(Saved entries)
_ _ _ _ _ _ _

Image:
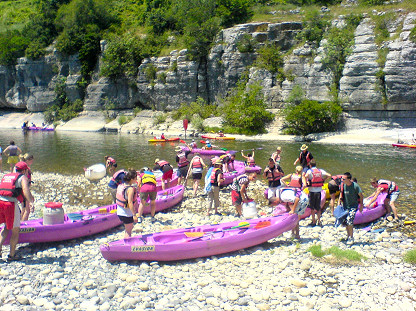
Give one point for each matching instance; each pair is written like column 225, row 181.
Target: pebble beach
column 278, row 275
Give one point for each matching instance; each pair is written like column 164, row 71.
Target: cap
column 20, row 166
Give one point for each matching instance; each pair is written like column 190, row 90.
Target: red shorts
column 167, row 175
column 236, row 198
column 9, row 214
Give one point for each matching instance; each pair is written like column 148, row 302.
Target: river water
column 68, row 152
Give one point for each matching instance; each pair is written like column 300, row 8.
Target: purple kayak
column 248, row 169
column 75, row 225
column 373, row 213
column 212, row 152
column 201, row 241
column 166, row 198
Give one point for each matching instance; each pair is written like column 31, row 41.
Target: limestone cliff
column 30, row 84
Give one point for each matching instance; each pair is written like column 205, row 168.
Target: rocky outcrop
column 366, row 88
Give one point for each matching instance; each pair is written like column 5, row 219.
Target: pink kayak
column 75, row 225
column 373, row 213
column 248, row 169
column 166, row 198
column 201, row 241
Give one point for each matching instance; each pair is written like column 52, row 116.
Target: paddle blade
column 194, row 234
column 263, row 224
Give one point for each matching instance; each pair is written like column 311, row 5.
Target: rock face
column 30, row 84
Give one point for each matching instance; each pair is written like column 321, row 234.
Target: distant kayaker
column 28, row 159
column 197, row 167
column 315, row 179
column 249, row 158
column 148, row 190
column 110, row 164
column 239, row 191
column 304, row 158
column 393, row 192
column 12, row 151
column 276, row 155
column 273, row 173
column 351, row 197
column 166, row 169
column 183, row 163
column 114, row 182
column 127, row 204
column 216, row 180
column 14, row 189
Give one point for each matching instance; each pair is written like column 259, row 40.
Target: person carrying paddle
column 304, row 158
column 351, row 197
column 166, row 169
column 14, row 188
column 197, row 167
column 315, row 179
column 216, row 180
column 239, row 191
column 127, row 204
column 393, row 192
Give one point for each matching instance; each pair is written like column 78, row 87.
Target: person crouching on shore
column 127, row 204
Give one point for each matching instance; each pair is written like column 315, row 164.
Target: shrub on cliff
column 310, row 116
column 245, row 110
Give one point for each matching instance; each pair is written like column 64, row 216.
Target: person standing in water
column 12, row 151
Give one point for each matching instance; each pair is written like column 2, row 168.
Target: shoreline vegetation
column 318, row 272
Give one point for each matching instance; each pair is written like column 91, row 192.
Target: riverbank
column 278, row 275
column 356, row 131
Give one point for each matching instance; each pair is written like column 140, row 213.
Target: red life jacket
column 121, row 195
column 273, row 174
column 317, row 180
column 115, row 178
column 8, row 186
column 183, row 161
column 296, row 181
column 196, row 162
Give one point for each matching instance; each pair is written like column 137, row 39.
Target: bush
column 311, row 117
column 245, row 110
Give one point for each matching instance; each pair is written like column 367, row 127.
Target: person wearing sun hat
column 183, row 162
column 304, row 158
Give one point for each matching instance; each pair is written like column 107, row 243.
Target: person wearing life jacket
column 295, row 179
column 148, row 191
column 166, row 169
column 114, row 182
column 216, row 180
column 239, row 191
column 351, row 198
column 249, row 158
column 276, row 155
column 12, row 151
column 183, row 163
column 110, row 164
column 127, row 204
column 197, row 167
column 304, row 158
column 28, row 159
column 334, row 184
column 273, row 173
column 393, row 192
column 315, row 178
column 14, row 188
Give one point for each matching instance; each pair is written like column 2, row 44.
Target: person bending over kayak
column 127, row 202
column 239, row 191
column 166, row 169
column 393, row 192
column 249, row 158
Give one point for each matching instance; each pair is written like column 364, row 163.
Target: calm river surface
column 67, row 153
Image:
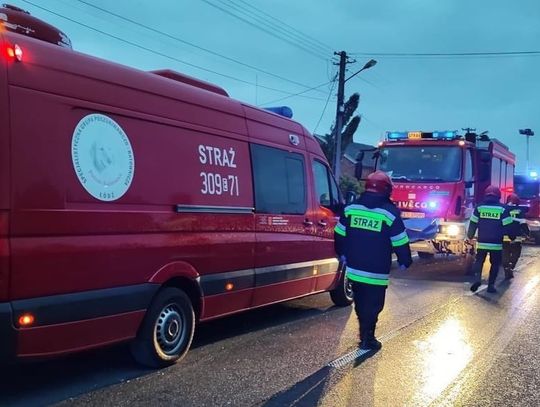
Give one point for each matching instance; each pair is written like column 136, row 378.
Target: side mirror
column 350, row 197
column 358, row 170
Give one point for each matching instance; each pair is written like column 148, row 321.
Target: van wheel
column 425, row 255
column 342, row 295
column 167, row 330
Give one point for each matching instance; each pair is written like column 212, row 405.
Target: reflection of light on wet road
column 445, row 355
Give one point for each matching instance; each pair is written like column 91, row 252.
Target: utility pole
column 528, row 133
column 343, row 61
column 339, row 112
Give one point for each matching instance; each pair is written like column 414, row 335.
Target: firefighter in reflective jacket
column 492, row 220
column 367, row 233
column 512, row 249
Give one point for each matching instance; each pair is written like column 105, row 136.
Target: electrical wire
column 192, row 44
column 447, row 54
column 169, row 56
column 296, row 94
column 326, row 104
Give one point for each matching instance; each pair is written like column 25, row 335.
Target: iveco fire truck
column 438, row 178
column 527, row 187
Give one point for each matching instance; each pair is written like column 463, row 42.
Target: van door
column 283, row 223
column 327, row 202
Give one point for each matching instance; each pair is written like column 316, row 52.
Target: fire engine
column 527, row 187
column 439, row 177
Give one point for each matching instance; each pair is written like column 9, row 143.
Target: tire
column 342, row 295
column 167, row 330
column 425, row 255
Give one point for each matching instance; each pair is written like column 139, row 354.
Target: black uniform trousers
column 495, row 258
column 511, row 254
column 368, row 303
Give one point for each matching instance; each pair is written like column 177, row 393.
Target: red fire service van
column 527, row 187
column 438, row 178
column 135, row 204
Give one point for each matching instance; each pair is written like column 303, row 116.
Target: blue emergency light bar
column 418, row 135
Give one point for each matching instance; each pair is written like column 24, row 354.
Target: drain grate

_ _ _ _ _ _ _

Pictures are to be excluded; the records themselves are to be reproduced exactly.

FINISHED EXERCISE
Image:
Give one point for each matching instance; each pair is written like column 225, row 181.
Target: pebble beach
column 278, row 275
Give one point for each matching instance; each pair is written like column 164, row 71.
Target: cap
column 20, row 166
Give one point for each matching instance; each pair is written like column 190, row 90.
Target: red shorts
column 167, row 175
column 236, row 198
column 9, row 214
Give one point for each matching instance; each pair is written like column 148, row 302.
Target: river water
column 68, row 152
Give one point for each matching instance; each pair is written like column 300, row 8.
Target: purple kayak
column 248, row 169
column 75, row 225
column 373, row 213
column 212, row 152
column 201, row 241
column 166, row 198
Give one point for each matching instance; each pair is written like column 31, row 41.
Target: limestone cliff
column 30, row 84
Give one point for each matching instance; each pair is written like column 205, row 168.
Target: rocky outcrop
column 366, row 88
Give one point for each matching instance; each pair is written like column 5, row 219.
Target: pink kayak
column 75, row 225
column 373, row 213
column 248, row 169
column 166, row 198
column 201, row 241
Give one point for each matching instance; each pair is written like column 52, row 116.
Target: paddle blade
column 194, row 234
column 263, row 224
Give one point for each matching instance; each pair is written like column 311, row 5.
Target: rock face
column 30, row 84
Give one point for each matching instance; each pair is written like column 321, row 234.
Target: distant kayaker
column 28, row 159
column 197, row 167
column 315, row 179
column 249, row 158
column 148, row 190
column 110, row 164
column 239, row 191
column 304, row 158
column 393, row 192
column 12, row 151
column 276, row 155
column 273, row 173
column 351, row 197
column 166, row 169
column 183, row 163
column 114, row 182
column 127, row 204
column 216, row 180
column 14, row 189
Give one point for each matching instance; each pair is written like column 259, row 40.
Target: person carrying paddle
column 304, row 158
column 351, row 197
column 166, row 169
column 14, row 188
column 197, row 167
column 315, row 179
column 216, row 180
column 239, row 191
column 127, row 204
column 393, row 192
Give one point for each matching instance; each pair is written like column 78, row 87.
Target: person crouching on shore
column 127, row 204
Give one point for each matching instance; each pair is written like column 315, row 164.
Target: shrub on cliff
column 310, row 116
column 245, row 110
Give one point for each matching instance; each pair is written like column 64, row 216.
Target: person standing in water
column 12, row 151
Give one point for each matching instance; each pair is written like column 2, row 168.
Target: shoreline vegetation
column 318, row 272
Give one point for each matching instance; each pair is written like column 91, row 192.
Target: riverbank
column 278, row 275
column 356, row 131
Give one point for each matching instance; each pair is written like column 140, row 213.
Target: red life jacket
column 121, row 195
column 273, row 174
column 317, row 180
column 115, row 178
column 8, row 186
column 183, row 161
column 296, row 181
column 196, row 162
Give one point for each matching instance; each pair is written like column 137, row 39.
Target: bush
column 311, row 117
column 245, row 110
Give one point for each matching instance; each pair is written like column 367, row 127.
Target: person wearing sun hat
column 183, row 162
column 304, row 158
Give one point for each matching instance; each pair is written like column 107, row 243.
Target: person wearing life jacket
column 295, row 179
column 148, row 191
column 166, row 169
column 114, row 182
column 216, row 180
column 239, row 191
column 351, row 198
column 249, row 158
column 276, row 155
column 12, row 151
column 183, row 163
column 110, row 164
column 127, row 204
column 197, row 167
column 304, row 158
column 28, row 159
column 334, row 184
column 273, row 173
column 393, row 192
column 315, row 178
column 14, row 188
Give one point for each matching instance; each pair is written like column 2, row 44.
Target: person bending over kayak
column 127, row 202
column 239, row 191
column 166, row 169
column 393, row 192
column 249, row 158
Give one point for each matching instance; each pair is written like column 364, row 163.
Target: calm river surface
column 67, row 153
Image:
Give one point for each matching instance; each pair is written like column 136, row 378.
Target: side mirror
column 350, row 197
column 358, row 170
Give one point for each matching instance; each pair is written like column 148, row 321.
Target: van wheel
column 425, row 255
column 342, row 295
column 167, row 330
Give one point for each matching instance; each pair is written like column 212, row 405.
Target: reflection of light on wet road
column 445, row 355
Give one point for each matching instance; each pair is written like column 91, row 252.
Target: utility pole
column 528, row 133
column 343, row 61
column 339, row 112
Give one point for each matching instance; each pair is written like column 414, row 335.
Target: firefighter in reflective jacket
column 492, row 220
column 367, row 233
column 512, row 249
Give one point for each matching instance; each pair is written like column 105, row 136.
Target: electrical wire
column 192, row 44
column 447, row 54
column 169, row 56
column 296, row 94
column 326, row 104
Give one point for each matching instance; each pair is written like column 25, row 335.
Target: iveco fire truck
column 438, row 178
column 527, row 187
Give one point for each matching instance; each pair is written like column 463, row 42.
Target: van door
column 283, row 223
column 327, row 202
Give one point for each matching instance; each pair is written like column 316, row 52.
Target: fire engine
column 527, row 187
column 439, row 177
Give one point for each matching instance; each pair is written like column 9, row 143.
Target: tire
column 342, row 295
column 167, row 330
column 425, row 255
Give one point for each matching instance; each pair is written like column 139, row 354.
Target: black uniform trousers
column 495, row 258
column 511, row 254
column 368, row 303
Give one point for each matching instance; each pair is written like column 177, row 393.
Target: red fire service van
column 527, row 187
column 438, row 178
column 135, row 204
Give one point for each matching instance; each pair is written like column 303, row 116.
Target: blue emergency light bar
column 418, row 135
Give one point for each matching instance; each pair is written like column 24, row 354.
Target: drain grate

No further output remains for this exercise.